"""

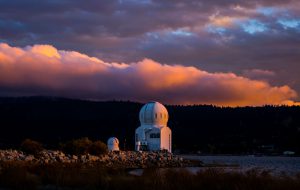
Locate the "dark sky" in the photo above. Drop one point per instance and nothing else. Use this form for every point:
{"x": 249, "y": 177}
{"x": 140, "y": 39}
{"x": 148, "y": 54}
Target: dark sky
{"x": 232, "y": 52}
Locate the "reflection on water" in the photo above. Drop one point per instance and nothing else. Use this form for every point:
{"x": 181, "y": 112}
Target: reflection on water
{"x": 276, "y": 165}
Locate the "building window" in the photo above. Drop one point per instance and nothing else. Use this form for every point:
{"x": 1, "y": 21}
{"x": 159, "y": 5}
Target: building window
{"x": 154, "y": 135}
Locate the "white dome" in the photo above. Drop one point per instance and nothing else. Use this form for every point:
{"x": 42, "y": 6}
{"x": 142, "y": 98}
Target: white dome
{"x": 113, "y": 141}
{"x": 113, "y": 144}
{"x": 154, "y": 113}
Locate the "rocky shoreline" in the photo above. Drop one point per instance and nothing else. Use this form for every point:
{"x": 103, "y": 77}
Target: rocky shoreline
{"x": 121, "y": 159}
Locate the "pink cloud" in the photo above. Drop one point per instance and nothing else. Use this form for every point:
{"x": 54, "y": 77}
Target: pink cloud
{"x": 44, "y": 70}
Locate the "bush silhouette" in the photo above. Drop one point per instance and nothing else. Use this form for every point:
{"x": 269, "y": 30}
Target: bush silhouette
{"x": 77, "y": 146}
{"x": 31, "y": 147}
{"x": 98, "y": 148}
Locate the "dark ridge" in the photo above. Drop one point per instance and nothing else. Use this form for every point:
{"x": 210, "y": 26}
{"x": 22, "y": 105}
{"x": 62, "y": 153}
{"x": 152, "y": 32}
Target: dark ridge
{"x": 205, "y": 128}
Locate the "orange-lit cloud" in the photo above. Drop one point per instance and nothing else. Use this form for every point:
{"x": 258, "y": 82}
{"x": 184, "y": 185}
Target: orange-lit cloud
{"x": 44, "y": 70}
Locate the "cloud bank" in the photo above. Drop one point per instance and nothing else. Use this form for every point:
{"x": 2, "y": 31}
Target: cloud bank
{"x": 44, "y": 70}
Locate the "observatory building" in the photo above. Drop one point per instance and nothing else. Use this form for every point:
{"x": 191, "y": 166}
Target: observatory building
{"x": 113, "y": 144}
{"x": 153, "y": 134}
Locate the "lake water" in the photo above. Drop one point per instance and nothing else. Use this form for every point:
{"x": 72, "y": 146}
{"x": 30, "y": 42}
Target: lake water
{"x": 276, "y": 165}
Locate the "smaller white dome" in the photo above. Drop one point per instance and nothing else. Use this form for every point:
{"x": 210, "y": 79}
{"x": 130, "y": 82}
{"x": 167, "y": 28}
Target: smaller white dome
{"x": 113, "y": 144}
{"x": 154, "y": 113}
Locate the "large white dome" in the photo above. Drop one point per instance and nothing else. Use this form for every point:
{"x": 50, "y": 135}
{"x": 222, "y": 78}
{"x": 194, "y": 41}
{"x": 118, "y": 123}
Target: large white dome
{"x": 154, "y": 113}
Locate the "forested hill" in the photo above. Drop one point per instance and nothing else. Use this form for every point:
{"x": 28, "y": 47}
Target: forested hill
{"x": 207, "y": 129}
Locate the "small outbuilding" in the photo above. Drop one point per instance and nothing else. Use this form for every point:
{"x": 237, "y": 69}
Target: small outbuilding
{"x": 113, "y": 144}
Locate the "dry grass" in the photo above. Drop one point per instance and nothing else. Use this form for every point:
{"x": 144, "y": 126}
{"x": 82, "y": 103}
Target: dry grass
{"x": 21, "y": 175}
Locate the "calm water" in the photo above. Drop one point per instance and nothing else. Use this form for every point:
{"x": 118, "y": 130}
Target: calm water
{"x": 276, "y": 165}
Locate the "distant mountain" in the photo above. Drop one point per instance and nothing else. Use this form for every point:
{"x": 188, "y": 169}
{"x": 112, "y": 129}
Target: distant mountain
{"x": 205, "y": 128}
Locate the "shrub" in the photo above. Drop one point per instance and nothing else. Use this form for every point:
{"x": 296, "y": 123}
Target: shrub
{"x": 98, "y": 148}
{"x": 31, "y": 147}
{"x": 77, "y": 146}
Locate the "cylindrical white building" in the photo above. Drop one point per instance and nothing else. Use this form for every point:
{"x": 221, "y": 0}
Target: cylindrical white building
{"x": 153, "y": 134}
{"x": 113, "y": 144}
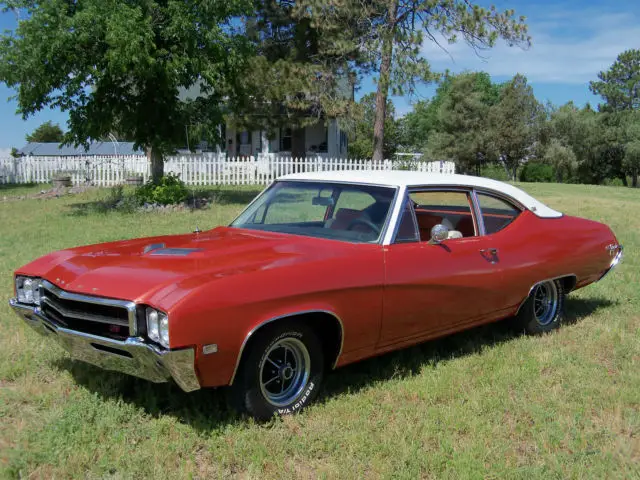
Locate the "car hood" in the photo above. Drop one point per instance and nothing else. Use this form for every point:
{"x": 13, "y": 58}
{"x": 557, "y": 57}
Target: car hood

"""

**Exercise description:** Whenever a line above includes "hood", copy it in full.

**Exercise response:**
Locate the "car hood" in the photo above. Drop one point per instance and nothing else. Use this form for every point:
Target: car hood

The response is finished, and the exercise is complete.